> _Text passage_:

◇ ◇ ◇

The most dramatic change in UP education system is the adoption of the Revitalized General Education Program IN 2002. Its precursor, the then General Education Program (GEP) laid down the meaning of a UP Education: “to cultivate a capacity for independent, critical and creative thinking, and to infuse a passion for learning with a high sense of moral and intellectual integrity. This is the liberal arts education that makes the U.P. student a well-rounded person and ready for lifelong learning skills.” All UP students therefore, in their first two years in UP, share a common core of multidisciplinary courses- Arts and Humanities, Natural Sciences, Mathematics and Social Sciences- that serves as the building blocks for eventually choosing one’s own specialization.
Today, the noble objectives remain the same. But the process has been dramatically modified. In the spirit of liberalized education, students are given free choice to pick the subjects of their own choosing from three prescribed domains: Arts and Humanities, Social Sciences and Philosophy, and Mathematics, Sciences and Technology. The RGEP is summarized thus as “the entire R.G.E.P.’s freedom of choice concept aims at infusing a passion for learning among students as they are expected to respond more eagerly to courses they choose instead of courses they have no interest and required to take.”

◇ ◇ ◇

> _Entries from a dataset_:
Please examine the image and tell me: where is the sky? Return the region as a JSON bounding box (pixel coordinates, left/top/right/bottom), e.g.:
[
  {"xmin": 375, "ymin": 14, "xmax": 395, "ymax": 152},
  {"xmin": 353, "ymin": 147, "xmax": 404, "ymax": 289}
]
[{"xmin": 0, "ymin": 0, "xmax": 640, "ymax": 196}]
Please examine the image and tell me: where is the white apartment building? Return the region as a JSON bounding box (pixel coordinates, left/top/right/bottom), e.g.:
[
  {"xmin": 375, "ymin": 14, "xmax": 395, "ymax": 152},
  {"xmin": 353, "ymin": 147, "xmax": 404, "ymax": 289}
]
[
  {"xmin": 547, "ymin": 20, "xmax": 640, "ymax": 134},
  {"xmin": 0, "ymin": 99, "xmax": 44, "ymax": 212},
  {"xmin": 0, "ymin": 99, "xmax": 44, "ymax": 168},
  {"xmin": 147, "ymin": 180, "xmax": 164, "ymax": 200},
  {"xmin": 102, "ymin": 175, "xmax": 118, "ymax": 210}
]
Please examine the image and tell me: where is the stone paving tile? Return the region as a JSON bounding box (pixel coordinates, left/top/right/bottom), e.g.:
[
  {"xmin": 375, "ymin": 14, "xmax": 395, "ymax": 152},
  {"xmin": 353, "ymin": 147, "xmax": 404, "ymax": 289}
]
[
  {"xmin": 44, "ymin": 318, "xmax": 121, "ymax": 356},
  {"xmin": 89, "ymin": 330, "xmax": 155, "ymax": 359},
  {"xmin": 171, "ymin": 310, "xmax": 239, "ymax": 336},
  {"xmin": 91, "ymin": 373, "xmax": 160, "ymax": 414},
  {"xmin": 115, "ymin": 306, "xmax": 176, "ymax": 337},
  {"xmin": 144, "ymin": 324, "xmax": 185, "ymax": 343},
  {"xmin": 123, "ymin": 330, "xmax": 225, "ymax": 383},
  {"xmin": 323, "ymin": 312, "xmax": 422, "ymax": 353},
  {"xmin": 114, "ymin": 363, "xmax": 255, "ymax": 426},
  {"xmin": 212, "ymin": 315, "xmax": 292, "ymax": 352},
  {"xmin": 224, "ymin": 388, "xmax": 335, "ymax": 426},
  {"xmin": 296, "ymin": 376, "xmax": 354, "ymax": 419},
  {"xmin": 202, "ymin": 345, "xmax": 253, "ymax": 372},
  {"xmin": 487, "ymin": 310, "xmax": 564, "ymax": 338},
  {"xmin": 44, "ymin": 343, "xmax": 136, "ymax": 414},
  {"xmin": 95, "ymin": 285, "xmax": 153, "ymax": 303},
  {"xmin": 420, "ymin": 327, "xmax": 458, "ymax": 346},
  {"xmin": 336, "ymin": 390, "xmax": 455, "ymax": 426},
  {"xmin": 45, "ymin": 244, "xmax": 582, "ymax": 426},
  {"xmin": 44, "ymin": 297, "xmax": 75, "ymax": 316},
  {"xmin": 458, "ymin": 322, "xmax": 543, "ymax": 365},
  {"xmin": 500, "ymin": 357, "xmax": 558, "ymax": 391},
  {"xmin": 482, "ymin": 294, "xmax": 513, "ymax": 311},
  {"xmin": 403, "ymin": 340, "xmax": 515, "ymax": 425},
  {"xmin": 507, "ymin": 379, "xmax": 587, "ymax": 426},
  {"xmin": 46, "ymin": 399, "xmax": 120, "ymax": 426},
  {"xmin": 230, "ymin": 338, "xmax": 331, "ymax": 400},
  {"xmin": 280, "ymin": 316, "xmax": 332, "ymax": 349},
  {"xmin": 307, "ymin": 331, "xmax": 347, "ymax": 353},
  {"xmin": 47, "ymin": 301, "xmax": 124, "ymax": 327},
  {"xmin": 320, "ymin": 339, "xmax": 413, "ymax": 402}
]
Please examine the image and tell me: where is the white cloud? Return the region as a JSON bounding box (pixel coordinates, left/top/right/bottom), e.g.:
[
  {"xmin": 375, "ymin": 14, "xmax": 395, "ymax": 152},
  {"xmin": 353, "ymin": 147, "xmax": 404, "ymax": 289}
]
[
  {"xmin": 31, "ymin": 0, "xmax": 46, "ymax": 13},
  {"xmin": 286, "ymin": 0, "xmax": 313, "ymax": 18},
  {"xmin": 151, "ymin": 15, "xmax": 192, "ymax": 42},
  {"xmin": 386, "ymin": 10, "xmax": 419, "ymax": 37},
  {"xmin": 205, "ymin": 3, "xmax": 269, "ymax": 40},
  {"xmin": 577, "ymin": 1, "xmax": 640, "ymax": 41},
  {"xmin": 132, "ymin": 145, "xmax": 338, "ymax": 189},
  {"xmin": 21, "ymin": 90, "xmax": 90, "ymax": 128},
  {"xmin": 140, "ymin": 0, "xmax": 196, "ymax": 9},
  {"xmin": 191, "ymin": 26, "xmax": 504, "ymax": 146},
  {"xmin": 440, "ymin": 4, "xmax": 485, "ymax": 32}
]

◇ ◇ ◇

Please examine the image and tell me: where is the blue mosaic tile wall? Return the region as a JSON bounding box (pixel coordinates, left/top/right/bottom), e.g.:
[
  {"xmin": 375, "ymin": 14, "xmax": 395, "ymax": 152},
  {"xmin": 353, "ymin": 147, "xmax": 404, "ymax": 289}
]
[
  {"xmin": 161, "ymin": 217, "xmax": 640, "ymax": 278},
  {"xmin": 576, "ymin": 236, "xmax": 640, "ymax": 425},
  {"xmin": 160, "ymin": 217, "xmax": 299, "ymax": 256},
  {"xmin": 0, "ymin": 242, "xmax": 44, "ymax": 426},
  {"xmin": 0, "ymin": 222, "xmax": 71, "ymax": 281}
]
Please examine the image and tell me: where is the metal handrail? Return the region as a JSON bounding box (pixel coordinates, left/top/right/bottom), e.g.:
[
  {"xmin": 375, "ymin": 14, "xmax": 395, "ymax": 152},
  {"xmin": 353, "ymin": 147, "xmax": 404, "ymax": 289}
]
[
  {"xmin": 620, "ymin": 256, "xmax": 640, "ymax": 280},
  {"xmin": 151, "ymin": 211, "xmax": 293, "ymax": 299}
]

◇ ◇ ◇

> _Given instruction 1_: Using the UP education text above, decide whether each statement agrees with it, and answer yes or no along with the deciding words quoted from the text: (a) The Revitalized General Education Program was adopted in 2002. (b) Under the RGEP, students pick subjects from four prescribed domains. (c) The objectives of the program have changed along with the process.
> _Given instruction 2_: Please proceed with the UP education text, picking up right after its final sentence.

> _Final answer 1_:
(a) Yes: "the adoption of the Revitalized General Education Program IN 2002"
(b) No: "three prescribed domains"
(c) No: "Today, the noble objectives remain the same."

> _Final answer 2_:
Interestingly, students have become motivated not to expand their passion for learning but to only choose courses that are either sexy or easy. The free market of ideas is distorted by inept faculty handling some courses, and the students’ insatiable thirst not for real knowledge but for high grades.
To end this trip down memory lane, I must say that UP has indeed changed during the last decade- some changes were unfortunate and quite restrictive of the freedom once felt by the people in the university: gates and tight security, UP ID, billboards, closure of Narra, tuition fee increase, etc. The other changes are quite progressive: carless oval, bike lane, expanded ROTC, and oh, I forgot to mention this but the Maninindas are now prohibited to sell cigarettes inside the campus.
The remaining changes that I’ve mentioned particularly RGEP and UP-Ayala Technohub can only be judged by history as to whether these are steps forward or backward.
UP in the last 13 years shares the lot of the last lost decade of this sad republic: one step forward…and downward.